Reproduce the passage of the biography of Jonathan Guy Laurence between "He attended Teesside" and "rights in 2013.", inclusive.
[start of Source excerpt]
Jonathan Guy Laurence (born 23 November 1961) is an English businessman, who is currently the Chief Executive of Premier League club Chelsea. He has previously served as Chief Executive of Vodafone UK, and most recently President and CEO of Rogers Communications.

Early life
He was born in Manchester. He went to King's School Macclesfield, Cheshire.

He attended Teesside Polytechnic, now Teesside University, beginning in 1992.

Career

Vodafone
He joined Vodafone in 2000. From 2002 to 2005 he was Chief Executive of Vizavvi (Vodafone live!). In 2005, he became Chief Executive of Vodafone Netherlands. He became Chief Executive of Vodafone UK in 2008.

Rogers Communications
Laurence served as President and CEO of Rogers Communications from 2 December 2013 to 17 October 2016, succeeding Nadir Mohamed who had retired after his 5-year contract expired. Rogers is the largest mobile and cable operator in Canada and second largest media owner. They also own the Toronto Blue Jays and Sportsnet, the largest sports TV network who paid $5.2bn for the NHL sport rights in 2013.
[end of Source excerpt]
[start of Supplied entries]
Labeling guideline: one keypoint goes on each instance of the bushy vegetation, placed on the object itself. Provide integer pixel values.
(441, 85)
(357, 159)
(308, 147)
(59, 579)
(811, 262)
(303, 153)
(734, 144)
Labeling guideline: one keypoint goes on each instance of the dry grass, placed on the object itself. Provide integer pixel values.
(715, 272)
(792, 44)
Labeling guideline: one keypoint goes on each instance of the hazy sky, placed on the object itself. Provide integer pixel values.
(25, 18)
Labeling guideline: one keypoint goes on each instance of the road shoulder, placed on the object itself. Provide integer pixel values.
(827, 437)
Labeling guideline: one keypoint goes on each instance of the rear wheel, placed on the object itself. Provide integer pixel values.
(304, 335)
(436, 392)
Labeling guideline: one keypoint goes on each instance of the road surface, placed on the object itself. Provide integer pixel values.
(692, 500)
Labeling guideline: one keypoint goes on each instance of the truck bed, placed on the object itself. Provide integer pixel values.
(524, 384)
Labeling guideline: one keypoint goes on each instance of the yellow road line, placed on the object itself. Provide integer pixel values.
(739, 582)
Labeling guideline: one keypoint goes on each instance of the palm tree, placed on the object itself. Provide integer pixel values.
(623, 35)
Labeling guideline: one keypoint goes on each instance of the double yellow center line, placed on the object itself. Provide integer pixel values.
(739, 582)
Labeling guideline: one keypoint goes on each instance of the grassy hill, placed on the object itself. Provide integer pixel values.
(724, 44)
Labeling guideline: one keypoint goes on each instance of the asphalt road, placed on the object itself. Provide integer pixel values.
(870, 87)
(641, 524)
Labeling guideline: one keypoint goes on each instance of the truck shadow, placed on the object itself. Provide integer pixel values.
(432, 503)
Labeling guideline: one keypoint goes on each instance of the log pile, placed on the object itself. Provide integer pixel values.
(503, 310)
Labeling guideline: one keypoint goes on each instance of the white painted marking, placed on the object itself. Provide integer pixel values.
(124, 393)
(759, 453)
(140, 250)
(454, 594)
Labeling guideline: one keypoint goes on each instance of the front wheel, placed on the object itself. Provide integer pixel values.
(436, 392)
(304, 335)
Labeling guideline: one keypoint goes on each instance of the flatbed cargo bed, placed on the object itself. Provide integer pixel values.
[end of Supplied entries]
=== Written answer ===
He attended Teesside Polytechnic, now Teesside University, beginning in 1992.

Career

Vodafone
He joined Vodafone in 2000. From 2002 to 2005 he was Chief Executive of Vizavvi (Vodafone live!). In 2005, he became Chief Executive of Vodafone Netherlands. He became Chief Executive of Vodafone UK in 2008.

Rogers Communications
Laurence served as President and CEO of Rogers Communications from 2 December 2013 to 17 October 2016, succeeding Nadir Mohamed who had retired after his 5-year contract expired. Rogers is the largest mobile and cable operator in Canada and second largest media owner. They also own the Toronto Blue Jays and Sportsnet, the largest sports TV network who paid $5.2bn for the NHL sport rights in 2013.